In course we have seen that in that Error Analysis we study the data in which error occurred and try to figure out all the types of data in which error occured and also we should try to add more data of such type in which the error occurs the most ( data which covers highest/majority part of data ). So the point is we should add specific data rather than general data to improve model’s performance.
But i have one doubt, adding more specific data will surely improve models performance for error occured in such data ( for eg adding ‘pharma’ data for mail spam classifier model when much error is occuring in pharma ) but
Won’t this affect the part of data that is already correct? ( the data that is not pharma in mail spam classifier and model is predicting them correctly, wont the model become biased towards pharma data and decrease performance) so the question is we add specific data to improve parts of data where we get errors but wont the data affect the part that was always correct? If yes then why , if no then why ? and will effect always be positive? If yes then why, if no then why?
I won’t say that it is a law of nature that adding data for worse class is definitely only going to have positive effect with zero draw-back. I don’t think so either.
This is an iterative process. This means that, after our first analysis, and carrying out all those actionables, we will need to do another analysis to figure out what to do next. If our actionables are always only going to have a lot of positive effects and no drawback, wouldn’t it be too good to be true? I think that’s why you have asked the questions.
Therefore, I think it is good that the lecture suggests us some possible actionables so that we can start making some changes, rather than no suggestion there, isn’t it? However, the thinking part and the decision-making part are left to us.
For example, which again is not guaranteed to be always true in every single ML case in every round of iteration of the development cycle, that if after adding photos for class A makes class B worse, but knowing that class B had performed better, would it be a sign that our model is underfitting so that expanding it a bit can allocate room for good features of both class A & B? Speculations like this requires thinking, experimentation, knowledge, and experience.
I think the lecture shared some knowledge and experience, but the thinking and experimentation parts have to be from us.
Hi Raymond, I still have a question for this example mentioned in error analysis. Since Andrew talked about high variance and high bias in previous lectures, I feel 100/500 misclassified (21 pharma misclassified) on CV set could be a case of high variance because the model is not doing well on the generalization part, although I have no idea what the human level is to be compared with. Like Andrew said previously, to solve high variance problem we need to either get more training examples or reduce the model complexity. However, Andrew’s solution to the problem in this case is “more data or new features”. The result is about CV set instead of training set. Doesn’t “new features” violate the rule of “reducing model complexity” to deal with high variance? I think this is the best ML course ever made, really hope you can answer my question
To begin with, it is always important to make that high-variance judgement by looking at both the training set and the CV set performance. It is high variance when it does way better in the training set than in the CV set. We don’t see the training set performance here.
I believe that human can do better than that. However, your statement actually supported the idea of high-bias, which is when both training set and CV set are not satisfying. Right?
Now, we are not sure if it had a high variance problem, so I am not going to comment it in that direction. However, we do know that the CV set’s performance on pharma email was poorer than human, so it is likely that we were suffering from a underfitting problem.
Andrew’s original words are
you may decide to collect more data but not more data of everything, but just try to find more data of pharmaceutical spam emails so that the learning algorithm can do a better job recognizing these pharmaceutical spam. Or you may decide to come up with some new features that are related to say specific names of drugs or specific names of pharmaceutical products of the standards you’re trying to sell in order to help your learning algorithm become better at recognizing this type of former spam
He specifically said to collect pharma-related samples or features, but NOT just any samples or features.
It makes sense to add new features to handle an underfitting case, because new features mean bigger network (the size of the first hidden layer is bigger if the input has more features), and with a bigger network, we certainly want more samples. On the other hand, collecting more pharma samples can balance the NN towards pharma, which is a good thing if pharma was originally under-represented.

* Material provided
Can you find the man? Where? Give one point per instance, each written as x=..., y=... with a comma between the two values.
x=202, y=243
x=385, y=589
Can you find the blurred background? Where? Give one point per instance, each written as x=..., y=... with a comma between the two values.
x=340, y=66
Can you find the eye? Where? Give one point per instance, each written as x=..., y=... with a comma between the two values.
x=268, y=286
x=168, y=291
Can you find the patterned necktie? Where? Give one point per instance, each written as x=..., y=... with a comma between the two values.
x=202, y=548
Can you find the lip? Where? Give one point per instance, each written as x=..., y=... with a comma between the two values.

* Exercise
In the error analysis thread, what pattern of performance indicates high variance?

* Task response
The model does way better on the training set than on the CV set.